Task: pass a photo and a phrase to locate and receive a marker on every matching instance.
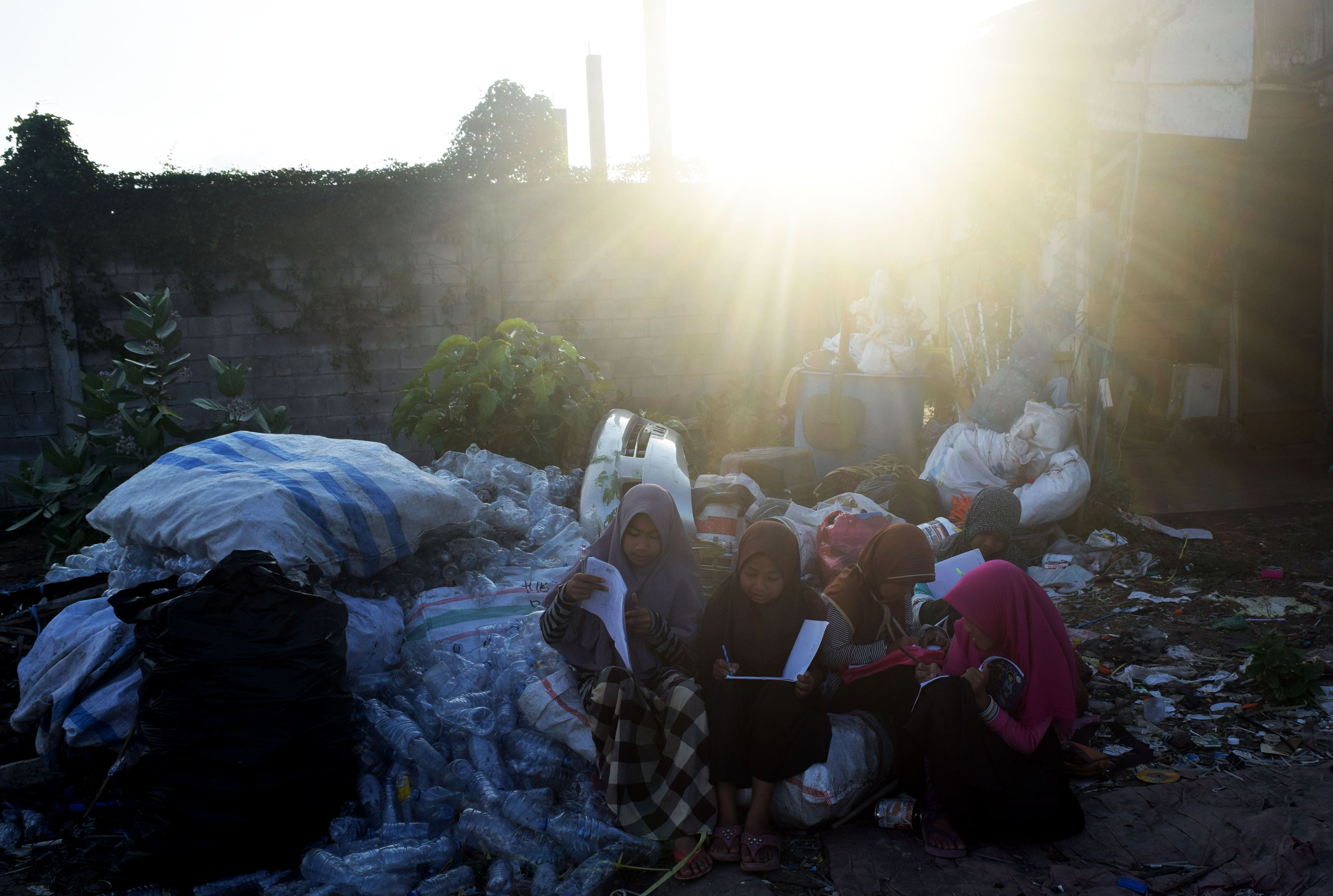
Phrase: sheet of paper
(799, 661)
(610, 606)
(948, 573)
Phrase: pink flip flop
(754, 844)
(730, 835)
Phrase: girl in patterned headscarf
(648, 719)
(990, 526)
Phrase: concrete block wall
(667, 307)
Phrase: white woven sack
(554, 707)
(340, 503)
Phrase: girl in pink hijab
(990, 772)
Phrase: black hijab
(759, 638)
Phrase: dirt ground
(862, 859)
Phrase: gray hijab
(994, 510)
(672, 587)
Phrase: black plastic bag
(244, 723)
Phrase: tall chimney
(562, 117)
(660, 159)
(597, 118)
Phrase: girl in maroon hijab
(994, 774)
(760, 733)
(651, 725)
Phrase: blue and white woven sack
(339, 503)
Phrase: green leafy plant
(1283, 670)
(522, 394)
(510, 137)
(742, 417)
(129, 422)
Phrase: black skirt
(990, 790)
(762, 730)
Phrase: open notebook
(799, 661)
(1004, 682)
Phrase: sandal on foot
(692, 855)
(754, 844)
(728, 834)
(928, 827)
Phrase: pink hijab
(1015, 612)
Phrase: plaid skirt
(650, 739)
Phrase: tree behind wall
(510, 137)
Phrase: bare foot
(943, 836)
(719, 844)
(699, 866)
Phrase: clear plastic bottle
(403, 735)
(450, 882)
(582, 836)
(471, 721)
(499, 838)
(368, 791)
(389, 802)
(534, 750)
(236, 885)
(462, 776)
(591, 874)
(400, 831)
(529, 809)
(323, 867)
(346, 830)
(544, 881)
(486, 759)
(507, 717)
(403, 856)
(500, 878)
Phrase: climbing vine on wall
(335, 247)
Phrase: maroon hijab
(672, 586)
(1016, 614)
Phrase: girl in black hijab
(760, 733)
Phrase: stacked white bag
(1038, 459)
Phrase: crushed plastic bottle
(529, 809)
(544, 881)
(588, 878)
(500, 838)
(462, 776)
(323, 867)
(403, 735)
(582, 836)
(486, 759)
(450, 882)
(500, 878)
(347, 830)
(403, 856)
(368, 791)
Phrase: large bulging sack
(344, 505)
(79, 684)
(244, 723)
(860, 755)
(1058, 493)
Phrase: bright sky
(760, 88)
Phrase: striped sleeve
(667, 645)
(555, 619)
(838, 649)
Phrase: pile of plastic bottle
(451, 776)
(455, 793)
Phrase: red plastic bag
(840, 538)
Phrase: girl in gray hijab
(650, 725)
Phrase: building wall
(674, 293)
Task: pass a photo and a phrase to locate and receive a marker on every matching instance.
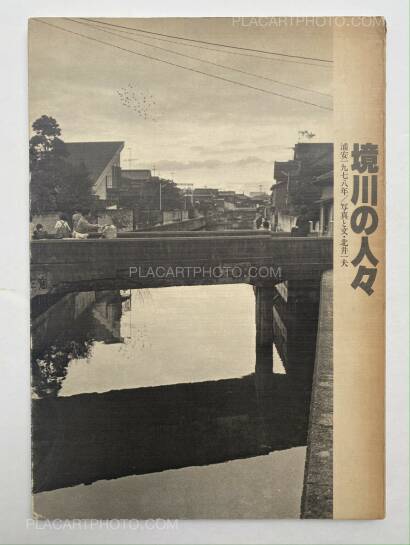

▶ [What the task asks] Pictures stay out; everything else in the records gets copied exactly.

▶ [Reply to the task]
Task: pass a photo and a phrase to locate and receive a marker on every matching instance.
Phrase: sheet of paper
(799, 661)
(610, 606)
(948, 573)
Phrase: pink flip flop
(754, 844)
(730, 835)
Phrase: girl in patterned headscarf
(648, 719)
(990, 526)
Phrase: concrete block wall
(667, 307)
Phrase: white woven sack
(554, 707)
(340, 503)
Phrase: girl in pink hijab
(990, 772)
Phrase: black hijab
(759, 638)
Phrase: dirt ground
(862, 859)
Phrase: gray hijab
(994, 510)
(672, 587)
Phrase: black plastic bag
(244, 723)
Phrase: tall chimney
(562, 117)
(660, 159)
(597, 118)
Phrase: girl in maroon hijab
(994, 774)
(760, 733)
(651, 725)
Phrase: blue and white woven sack
(339, 503)
Phrase: green leafy plant
(1283, 670)
(522, 394)
(510, 137)
(742, 417)
(129, 422)
Phrase: black skirt
(990, 790)
(762, 730)
Phrase: open notebook
(799, 661)
(1004, 682)
Phrase: sandal on foot
(692, 855)
(754, 844)
(728, 834)
(928, 827)
Phrase: pink hijab
(1015, 612)
Phrase: plaid skirt
(650, 739)
Phrase: tree behind wall
(510, 137)
Phrase: bare foot
(943, 836)
(719, 844)
(699, 866)
Phrase: clear plastic bottle
(403, 735)
(450, 882)
(582, 836)
(471, 721)
(499, 838)
(368, 791)
(389, 802)
(534, 750)
(236, 885)
(462, 776)
(591, 874)
(400, 831)
(529, 809)
(323, 867)
(346, 830)
(544, 881)
(486, 759)
(507, 717)
(403, 856)
(500, 878)
Phrase: climbing vine on wall
(335, 247)
Phrase: maroon hijab
(672, 586)
(1016, 614)
Phrase: girl in black hijab
(760, 733)
Phrase: stacked white bag
(1038, 459)
Phrase: crushed plastic bottle
(529, 809)
(544, 881)
(588, 878)
(500, 838)
(462, 776)
(323, 867)
(403, 735)
(582, 836)
(486, 759)
(450, 882)
(500, 878)
(347, 830)
(403, 856)
(368, 791)
Phrase: large bulging sack
(344, 505)
(79, 684)
(244, 723)
(860, 755)
(1058, 493)
Phrase: bright sky
(760, 88)
Phrase: striped sleeve
(667, 645)
(555, 619)
(838, 649)
Phrase: pile of plastic bottle
(451, 776)
(455, 793)
Phrase: red plastic bag
(840, 538)
Phrase: girl in gray hijab
(650, 725)
Phrase: building wall
(674, 293)
Task: pass a photo and a phrase to locate and receive a marker on every matching instance.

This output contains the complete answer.